» SET TASK
Please write out everything from the line with "Localize white towel" down to the line with "348,587,549,653" in the records below, substituting "cream" for "white" and leaving all else unchanged. Give only those lines.

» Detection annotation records
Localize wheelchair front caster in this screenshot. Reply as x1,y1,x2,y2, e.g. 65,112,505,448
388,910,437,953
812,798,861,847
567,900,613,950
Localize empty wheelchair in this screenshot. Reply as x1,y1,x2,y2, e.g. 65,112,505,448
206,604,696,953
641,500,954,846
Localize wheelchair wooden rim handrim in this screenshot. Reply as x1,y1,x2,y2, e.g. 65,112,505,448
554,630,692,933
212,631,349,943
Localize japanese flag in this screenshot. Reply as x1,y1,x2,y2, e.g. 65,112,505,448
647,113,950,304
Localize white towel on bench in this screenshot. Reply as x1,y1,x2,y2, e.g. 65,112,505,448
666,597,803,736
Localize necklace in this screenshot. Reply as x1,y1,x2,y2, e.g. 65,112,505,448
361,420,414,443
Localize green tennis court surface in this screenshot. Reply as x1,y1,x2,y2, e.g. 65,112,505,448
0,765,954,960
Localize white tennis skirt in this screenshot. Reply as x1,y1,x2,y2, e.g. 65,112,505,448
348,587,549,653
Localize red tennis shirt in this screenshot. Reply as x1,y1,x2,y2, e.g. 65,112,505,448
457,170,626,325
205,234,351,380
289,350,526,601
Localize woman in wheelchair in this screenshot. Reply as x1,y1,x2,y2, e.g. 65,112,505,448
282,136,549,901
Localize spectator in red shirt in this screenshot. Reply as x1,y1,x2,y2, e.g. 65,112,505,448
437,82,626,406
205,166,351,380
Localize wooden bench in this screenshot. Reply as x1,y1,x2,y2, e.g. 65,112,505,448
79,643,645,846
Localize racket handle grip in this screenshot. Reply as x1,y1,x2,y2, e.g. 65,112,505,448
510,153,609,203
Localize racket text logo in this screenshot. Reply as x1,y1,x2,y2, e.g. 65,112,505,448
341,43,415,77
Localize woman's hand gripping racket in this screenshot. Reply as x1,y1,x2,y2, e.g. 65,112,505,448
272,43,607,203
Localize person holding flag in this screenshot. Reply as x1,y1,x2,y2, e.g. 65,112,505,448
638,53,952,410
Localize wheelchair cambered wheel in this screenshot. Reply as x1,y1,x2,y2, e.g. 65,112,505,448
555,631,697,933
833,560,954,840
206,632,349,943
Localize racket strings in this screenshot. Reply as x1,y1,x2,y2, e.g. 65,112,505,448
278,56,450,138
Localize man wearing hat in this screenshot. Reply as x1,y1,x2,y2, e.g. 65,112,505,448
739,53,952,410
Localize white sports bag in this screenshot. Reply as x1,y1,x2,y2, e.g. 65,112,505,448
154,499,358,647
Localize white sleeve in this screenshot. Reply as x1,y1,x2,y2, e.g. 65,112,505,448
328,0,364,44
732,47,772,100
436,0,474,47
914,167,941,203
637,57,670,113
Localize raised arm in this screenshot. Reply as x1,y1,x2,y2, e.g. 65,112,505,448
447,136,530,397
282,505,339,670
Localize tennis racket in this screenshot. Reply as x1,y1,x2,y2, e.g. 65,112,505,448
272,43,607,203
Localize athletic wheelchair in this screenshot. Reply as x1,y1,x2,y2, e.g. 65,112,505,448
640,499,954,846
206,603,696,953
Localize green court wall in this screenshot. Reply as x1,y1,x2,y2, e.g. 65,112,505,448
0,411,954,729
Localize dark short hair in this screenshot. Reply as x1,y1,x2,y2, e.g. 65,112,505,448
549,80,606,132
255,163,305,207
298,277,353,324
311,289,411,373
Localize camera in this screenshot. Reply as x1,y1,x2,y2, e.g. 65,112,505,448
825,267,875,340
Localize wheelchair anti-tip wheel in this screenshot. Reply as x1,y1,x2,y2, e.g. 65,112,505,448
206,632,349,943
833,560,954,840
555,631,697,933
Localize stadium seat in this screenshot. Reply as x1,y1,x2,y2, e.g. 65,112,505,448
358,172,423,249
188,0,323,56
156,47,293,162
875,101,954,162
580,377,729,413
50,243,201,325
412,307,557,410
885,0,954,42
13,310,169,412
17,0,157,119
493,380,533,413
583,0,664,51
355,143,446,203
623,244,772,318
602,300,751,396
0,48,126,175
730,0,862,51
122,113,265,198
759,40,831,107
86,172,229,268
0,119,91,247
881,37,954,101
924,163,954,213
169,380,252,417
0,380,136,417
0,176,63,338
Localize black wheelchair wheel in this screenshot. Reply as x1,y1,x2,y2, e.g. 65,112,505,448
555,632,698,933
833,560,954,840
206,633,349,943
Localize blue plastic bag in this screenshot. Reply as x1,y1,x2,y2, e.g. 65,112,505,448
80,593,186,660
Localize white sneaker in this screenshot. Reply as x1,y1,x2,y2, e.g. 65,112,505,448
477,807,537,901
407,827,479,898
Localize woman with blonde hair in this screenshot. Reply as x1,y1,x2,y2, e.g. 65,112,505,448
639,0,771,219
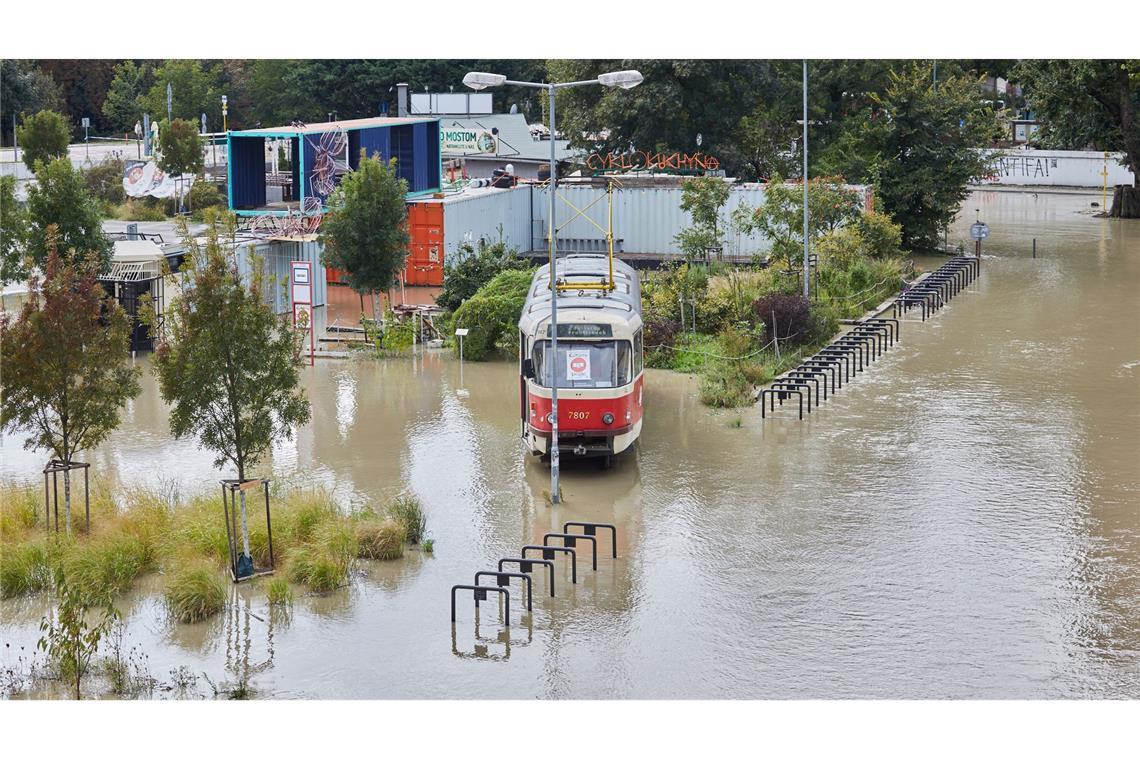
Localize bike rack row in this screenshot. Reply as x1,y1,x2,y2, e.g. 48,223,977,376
451,521,618,627
760,318,899,419
891,256,980,321
760,256,980,419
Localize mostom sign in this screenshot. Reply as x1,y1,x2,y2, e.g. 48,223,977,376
439,126,498,155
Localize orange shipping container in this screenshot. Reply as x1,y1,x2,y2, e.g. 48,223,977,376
404,202,443,287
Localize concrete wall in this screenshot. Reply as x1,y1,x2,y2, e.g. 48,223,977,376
978,150,1133,188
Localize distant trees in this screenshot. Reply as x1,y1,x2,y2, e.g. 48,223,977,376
16,111,71,172
0,243,140,533
26,158,113,272
0,174,27,287
1011,59,1140,218
320,150,410,314
103,60,155,132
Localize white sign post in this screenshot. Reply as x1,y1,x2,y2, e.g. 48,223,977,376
290,261,316,367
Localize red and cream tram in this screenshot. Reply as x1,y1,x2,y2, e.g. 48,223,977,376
519,254,644,465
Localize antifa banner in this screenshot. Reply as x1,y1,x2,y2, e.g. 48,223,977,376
123,161,194,198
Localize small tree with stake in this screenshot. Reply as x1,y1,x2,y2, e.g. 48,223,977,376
0,238,140,533
154,214,309,578
158,119,205,214
320,150,410,318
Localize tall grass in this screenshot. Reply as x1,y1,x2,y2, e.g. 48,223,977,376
386,495,428,544
164,562,226,623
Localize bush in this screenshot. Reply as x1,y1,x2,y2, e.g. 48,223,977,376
700,361,754,408
752,293,814,344
451,270,532,361
82,157,127,207
435,238,530,311
356,520,407,559
165,563,226,623
386,496,428,544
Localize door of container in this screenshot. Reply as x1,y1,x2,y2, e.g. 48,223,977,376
404,203,443,287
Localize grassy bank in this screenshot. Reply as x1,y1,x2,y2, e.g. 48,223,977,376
0,483,426,622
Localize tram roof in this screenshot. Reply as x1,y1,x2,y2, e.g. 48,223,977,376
519,254,641,329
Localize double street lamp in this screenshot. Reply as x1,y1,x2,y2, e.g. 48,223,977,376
463,71,643,504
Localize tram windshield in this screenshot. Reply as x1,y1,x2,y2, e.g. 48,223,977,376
534,340,633,387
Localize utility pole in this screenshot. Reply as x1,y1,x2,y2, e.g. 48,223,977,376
804,58,812,299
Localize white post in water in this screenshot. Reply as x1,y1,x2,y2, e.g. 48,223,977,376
463,71,643,504
804,58,812,299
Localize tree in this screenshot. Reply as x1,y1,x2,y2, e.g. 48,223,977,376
0,243,140,533
16,111,71,172
871,65,1001,251
26,158,113,272
154,214,310,566
674,177,731,261
1011,59,1140,219
144,58,223,124
0,174,27,287
0,58,64,145
158,119,205,213
35,567,120,700
732,177,862,262
103,60,154,132
320,150,410,313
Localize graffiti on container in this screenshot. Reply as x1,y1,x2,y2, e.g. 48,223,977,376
586,150,720,172
982,156,1058,182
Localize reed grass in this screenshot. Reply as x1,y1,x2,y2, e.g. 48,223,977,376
386,495,428,544
356,518,407,559
164,561,226,623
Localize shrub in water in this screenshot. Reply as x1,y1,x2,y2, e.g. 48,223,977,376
165,563,226,623
388,496,428,544
356,520,407,559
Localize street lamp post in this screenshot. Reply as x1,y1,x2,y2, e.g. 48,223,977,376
463,71,643,504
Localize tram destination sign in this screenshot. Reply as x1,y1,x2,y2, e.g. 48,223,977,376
546,322,613,337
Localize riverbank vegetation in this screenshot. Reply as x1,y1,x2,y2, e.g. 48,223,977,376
0,481,428,622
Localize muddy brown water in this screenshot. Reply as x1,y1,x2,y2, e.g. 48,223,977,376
0,193,1140,698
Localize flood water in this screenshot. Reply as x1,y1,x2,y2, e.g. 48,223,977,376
0,193,1140,698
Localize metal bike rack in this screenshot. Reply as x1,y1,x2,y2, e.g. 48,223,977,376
475,570,534,612
543,533,597,572
451,583,511,626
760,389,804,419
498,557,554,596
562,521,618,559
522,544,578,583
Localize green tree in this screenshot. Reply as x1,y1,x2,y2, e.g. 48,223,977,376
674,177,731,261
320,150,410,313
103,60,153,132
36,569,120,700
0,58,64,145
435,238,530,311
0,243,140,533
26,158,113,272
158,119,205,213
0,174,27,287
732,177,862,262
154,214,310,569
453,269,534,361
16,111,71,172
869,65,1001,251
1011,59,1140,218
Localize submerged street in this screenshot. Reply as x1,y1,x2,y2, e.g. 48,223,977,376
0,191,1140,698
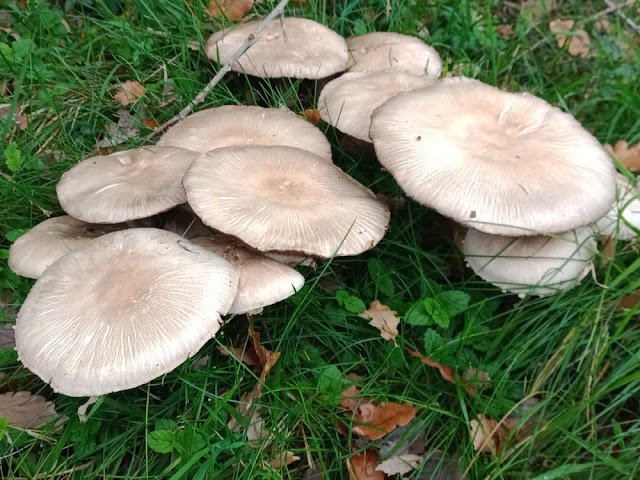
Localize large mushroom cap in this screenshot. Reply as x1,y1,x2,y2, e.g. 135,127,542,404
184,147,389,258
16,228,238,396
370,77,615,236
464,228,597,296
204,17,348,79
9,215,126,278
347,32,442,78
56,146,199,223
158,105,331,161
318,70,436,142
191,235,304,314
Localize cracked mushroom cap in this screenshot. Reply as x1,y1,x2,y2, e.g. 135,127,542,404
347,32,442,78
463,227,597,296
158,105,331,161
15,228,238,397
318,70,436,142
9,215,127,278
370,77,615,236
184,147,389,258
56,146,199,223
191,235,304,314
204,17,348,79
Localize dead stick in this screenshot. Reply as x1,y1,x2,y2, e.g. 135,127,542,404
147,0,289,140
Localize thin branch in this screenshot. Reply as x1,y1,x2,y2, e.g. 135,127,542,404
147,0,289,140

» WORKED SOLUTION
Localize cream towel on bench in this screenshot. Reply as x1,y1,x2,y2, e.g. 65,112,505,448
666,597,803,736
Localize necklace in this screenshot. Reply as x1,y1,x2,y2, e.g. 65,112,505,448
361,420,414,443
Localize green tennis court surface in this screenshot. Reply as x1,y1,x2,y2, e.g. 65,112,505,448
0,765,954,960
Localize cream tennis skirt in this screenshot. Reply as x1,y1,x2,y2, e.g. 65,112,505,448
348,587,549,653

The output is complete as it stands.